# [Written task]
Pick out every line in the items below that contains the string "tour", and copy each one in full. Case counts.

# [Listed records]

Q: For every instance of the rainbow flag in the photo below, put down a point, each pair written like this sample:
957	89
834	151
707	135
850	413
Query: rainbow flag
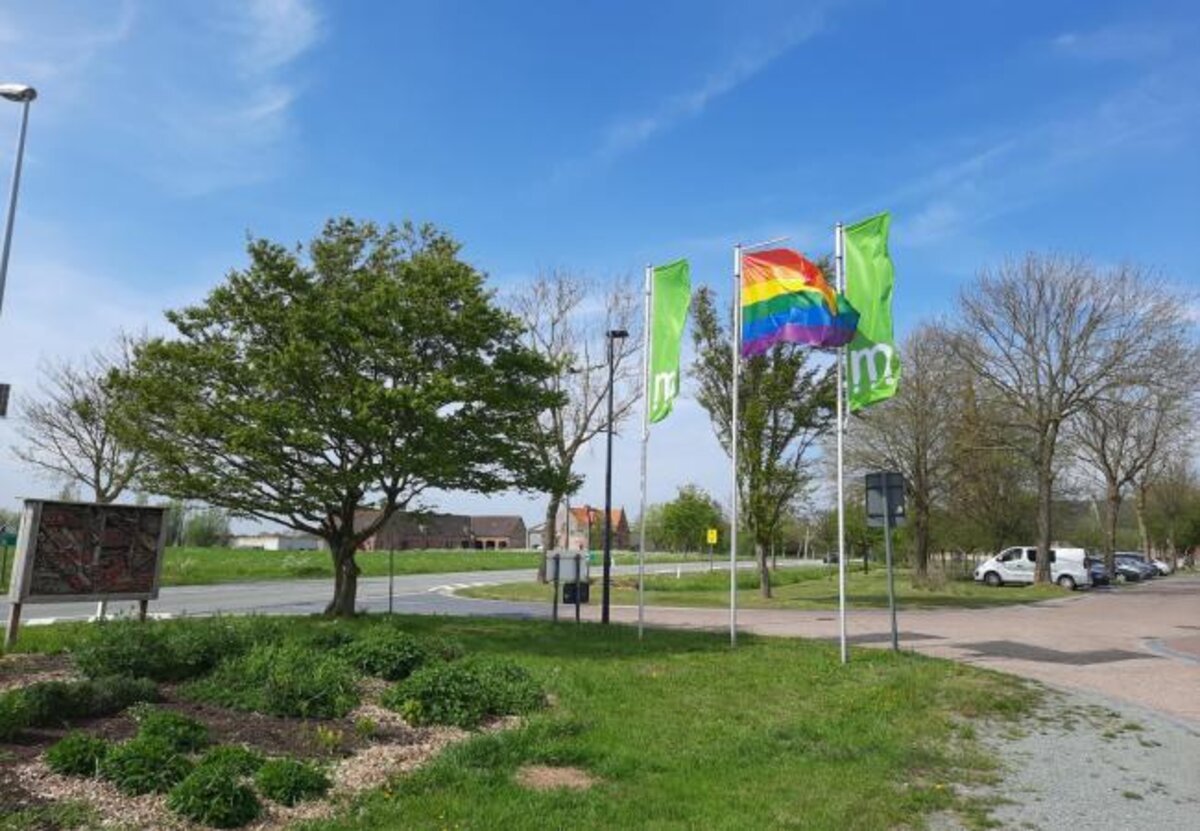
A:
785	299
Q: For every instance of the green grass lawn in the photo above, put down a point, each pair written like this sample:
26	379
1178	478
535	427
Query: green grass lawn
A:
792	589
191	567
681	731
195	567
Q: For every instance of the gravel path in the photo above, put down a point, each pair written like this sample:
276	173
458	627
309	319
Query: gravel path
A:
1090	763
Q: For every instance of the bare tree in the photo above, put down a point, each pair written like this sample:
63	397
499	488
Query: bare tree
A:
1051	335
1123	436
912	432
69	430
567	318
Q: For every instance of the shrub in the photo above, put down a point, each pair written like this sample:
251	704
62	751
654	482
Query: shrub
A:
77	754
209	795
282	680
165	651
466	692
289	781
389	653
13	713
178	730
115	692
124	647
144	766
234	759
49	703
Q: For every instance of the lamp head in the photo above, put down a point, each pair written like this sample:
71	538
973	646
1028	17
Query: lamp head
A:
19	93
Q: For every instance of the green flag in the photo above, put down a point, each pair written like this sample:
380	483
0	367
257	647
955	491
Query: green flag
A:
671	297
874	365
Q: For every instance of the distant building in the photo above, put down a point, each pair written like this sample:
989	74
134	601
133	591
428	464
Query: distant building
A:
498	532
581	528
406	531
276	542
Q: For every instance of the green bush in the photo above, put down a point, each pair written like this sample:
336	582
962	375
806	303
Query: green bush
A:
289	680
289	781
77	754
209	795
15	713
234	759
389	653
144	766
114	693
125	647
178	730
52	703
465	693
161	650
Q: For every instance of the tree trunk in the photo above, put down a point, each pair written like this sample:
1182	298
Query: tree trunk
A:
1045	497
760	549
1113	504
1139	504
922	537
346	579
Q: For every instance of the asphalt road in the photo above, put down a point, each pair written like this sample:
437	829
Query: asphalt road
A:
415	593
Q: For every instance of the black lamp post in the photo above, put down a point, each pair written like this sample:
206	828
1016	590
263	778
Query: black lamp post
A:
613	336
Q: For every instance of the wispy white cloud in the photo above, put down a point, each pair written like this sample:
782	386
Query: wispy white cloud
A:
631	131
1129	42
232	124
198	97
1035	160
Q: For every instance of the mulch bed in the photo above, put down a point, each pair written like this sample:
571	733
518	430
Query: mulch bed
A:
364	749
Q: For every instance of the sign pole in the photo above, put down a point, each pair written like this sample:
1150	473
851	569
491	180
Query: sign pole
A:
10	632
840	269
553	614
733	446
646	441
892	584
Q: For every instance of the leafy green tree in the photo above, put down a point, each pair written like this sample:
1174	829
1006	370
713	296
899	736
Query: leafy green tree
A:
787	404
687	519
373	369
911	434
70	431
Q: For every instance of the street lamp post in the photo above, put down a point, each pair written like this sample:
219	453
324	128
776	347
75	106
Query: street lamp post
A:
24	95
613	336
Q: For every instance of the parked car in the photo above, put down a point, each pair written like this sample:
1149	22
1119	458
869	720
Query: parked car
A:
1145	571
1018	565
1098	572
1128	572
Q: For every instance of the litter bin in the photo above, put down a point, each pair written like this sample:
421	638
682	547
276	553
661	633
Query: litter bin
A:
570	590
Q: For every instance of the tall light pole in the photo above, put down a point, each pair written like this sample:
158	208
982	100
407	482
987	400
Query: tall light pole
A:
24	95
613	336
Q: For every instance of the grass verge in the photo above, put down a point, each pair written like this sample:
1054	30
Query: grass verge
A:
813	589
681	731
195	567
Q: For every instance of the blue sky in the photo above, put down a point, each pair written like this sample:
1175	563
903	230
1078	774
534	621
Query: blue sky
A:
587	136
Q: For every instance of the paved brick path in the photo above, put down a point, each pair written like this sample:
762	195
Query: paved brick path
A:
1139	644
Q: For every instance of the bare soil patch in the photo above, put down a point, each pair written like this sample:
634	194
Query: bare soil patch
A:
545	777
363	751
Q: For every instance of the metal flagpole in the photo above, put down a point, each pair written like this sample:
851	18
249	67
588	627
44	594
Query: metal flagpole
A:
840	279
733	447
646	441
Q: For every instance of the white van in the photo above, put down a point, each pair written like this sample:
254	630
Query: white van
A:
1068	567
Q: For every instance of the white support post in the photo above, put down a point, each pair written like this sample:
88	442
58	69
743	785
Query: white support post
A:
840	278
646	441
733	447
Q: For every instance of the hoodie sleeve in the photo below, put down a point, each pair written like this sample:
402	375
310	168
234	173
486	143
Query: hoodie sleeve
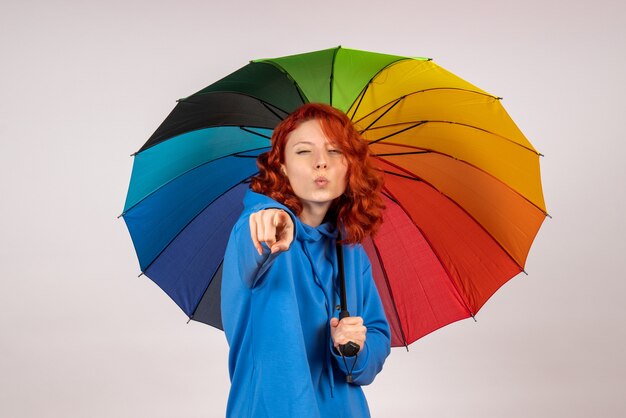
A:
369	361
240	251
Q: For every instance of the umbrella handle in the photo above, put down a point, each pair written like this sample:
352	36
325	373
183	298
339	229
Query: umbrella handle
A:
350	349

==

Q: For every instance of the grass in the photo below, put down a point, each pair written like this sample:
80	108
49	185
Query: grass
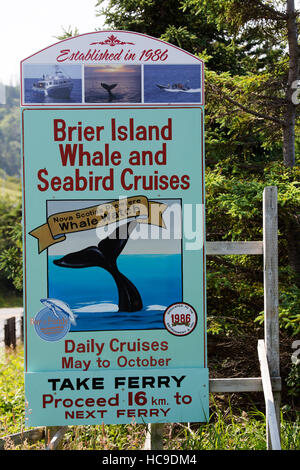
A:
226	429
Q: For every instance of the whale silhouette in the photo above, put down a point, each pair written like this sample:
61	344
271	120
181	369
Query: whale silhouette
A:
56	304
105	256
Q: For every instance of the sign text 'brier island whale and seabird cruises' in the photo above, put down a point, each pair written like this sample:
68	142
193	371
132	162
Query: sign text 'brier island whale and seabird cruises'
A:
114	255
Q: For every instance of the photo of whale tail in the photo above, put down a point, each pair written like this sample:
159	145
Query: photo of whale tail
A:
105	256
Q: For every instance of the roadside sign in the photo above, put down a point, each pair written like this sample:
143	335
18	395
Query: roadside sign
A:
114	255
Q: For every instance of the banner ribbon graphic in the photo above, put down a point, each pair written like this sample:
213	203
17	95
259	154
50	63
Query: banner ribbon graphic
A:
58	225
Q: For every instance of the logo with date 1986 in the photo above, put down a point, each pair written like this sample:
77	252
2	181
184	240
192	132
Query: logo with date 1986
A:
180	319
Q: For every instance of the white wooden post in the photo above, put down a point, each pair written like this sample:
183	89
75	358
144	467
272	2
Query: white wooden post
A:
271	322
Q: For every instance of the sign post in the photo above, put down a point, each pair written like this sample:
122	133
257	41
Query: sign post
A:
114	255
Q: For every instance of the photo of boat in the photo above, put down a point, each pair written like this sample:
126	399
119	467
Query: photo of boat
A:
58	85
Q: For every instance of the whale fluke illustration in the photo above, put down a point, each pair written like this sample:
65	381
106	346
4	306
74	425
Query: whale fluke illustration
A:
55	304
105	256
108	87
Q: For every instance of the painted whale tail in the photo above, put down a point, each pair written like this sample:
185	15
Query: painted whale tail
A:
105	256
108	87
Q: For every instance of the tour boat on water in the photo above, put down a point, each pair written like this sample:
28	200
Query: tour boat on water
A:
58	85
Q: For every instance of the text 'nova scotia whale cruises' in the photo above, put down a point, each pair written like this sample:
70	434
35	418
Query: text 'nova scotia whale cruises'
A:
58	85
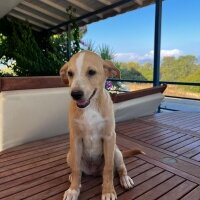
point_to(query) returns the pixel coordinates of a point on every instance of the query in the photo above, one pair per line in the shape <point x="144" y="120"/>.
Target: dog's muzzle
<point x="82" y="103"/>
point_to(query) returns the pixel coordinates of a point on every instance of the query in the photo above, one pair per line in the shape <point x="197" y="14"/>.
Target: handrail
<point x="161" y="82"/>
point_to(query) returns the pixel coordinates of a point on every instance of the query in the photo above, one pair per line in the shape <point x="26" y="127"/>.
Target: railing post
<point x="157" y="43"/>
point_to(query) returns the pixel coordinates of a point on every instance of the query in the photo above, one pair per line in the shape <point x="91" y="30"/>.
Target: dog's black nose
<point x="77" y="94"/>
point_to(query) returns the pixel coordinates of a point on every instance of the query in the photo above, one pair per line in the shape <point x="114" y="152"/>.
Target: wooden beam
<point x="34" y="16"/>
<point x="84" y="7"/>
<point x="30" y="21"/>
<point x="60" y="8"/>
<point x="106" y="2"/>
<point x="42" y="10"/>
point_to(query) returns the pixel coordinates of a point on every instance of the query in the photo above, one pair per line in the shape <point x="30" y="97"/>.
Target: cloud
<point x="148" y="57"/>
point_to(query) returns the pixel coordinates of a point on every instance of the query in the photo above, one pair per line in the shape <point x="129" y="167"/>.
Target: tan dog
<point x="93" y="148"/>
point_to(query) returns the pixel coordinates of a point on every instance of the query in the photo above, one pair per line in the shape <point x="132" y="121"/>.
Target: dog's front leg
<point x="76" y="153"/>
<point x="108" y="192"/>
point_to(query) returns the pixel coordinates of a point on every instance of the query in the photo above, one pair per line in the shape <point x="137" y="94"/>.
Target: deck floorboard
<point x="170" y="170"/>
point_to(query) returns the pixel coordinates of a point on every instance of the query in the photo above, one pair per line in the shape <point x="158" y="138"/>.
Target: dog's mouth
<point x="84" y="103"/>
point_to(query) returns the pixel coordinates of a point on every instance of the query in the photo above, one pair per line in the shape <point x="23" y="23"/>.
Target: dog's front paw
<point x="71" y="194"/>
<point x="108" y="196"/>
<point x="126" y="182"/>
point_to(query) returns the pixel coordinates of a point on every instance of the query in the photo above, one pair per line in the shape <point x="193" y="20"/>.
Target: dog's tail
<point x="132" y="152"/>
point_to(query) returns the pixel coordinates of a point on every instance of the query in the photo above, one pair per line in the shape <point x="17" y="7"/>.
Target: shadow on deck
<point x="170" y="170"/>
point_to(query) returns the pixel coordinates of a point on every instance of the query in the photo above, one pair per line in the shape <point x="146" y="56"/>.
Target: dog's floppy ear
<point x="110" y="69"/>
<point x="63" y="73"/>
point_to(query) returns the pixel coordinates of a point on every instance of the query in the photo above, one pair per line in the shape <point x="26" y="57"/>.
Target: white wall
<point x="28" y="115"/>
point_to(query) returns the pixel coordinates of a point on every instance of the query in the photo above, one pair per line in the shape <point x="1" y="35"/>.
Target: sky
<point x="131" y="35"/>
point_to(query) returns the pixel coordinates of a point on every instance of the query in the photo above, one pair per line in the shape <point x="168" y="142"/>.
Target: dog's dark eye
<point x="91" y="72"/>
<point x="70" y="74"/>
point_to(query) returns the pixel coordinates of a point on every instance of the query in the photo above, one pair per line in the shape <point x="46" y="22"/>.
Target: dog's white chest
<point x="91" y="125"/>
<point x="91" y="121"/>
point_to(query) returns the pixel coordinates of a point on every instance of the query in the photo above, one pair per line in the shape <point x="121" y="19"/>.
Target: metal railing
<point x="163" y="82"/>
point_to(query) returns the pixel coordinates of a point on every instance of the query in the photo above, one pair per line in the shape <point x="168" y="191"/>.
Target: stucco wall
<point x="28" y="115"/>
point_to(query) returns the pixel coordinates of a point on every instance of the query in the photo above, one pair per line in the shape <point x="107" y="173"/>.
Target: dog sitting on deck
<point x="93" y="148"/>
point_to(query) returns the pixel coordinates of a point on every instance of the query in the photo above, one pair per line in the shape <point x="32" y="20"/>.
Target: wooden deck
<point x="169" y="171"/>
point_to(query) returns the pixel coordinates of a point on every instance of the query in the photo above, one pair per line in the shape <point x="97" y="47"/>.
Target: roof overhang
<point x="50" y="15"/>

# [Expected answer]
Q: For every instance of the tour boat on water in the photo above, put down a point, each pair written like this sample:
Query: tour boat on water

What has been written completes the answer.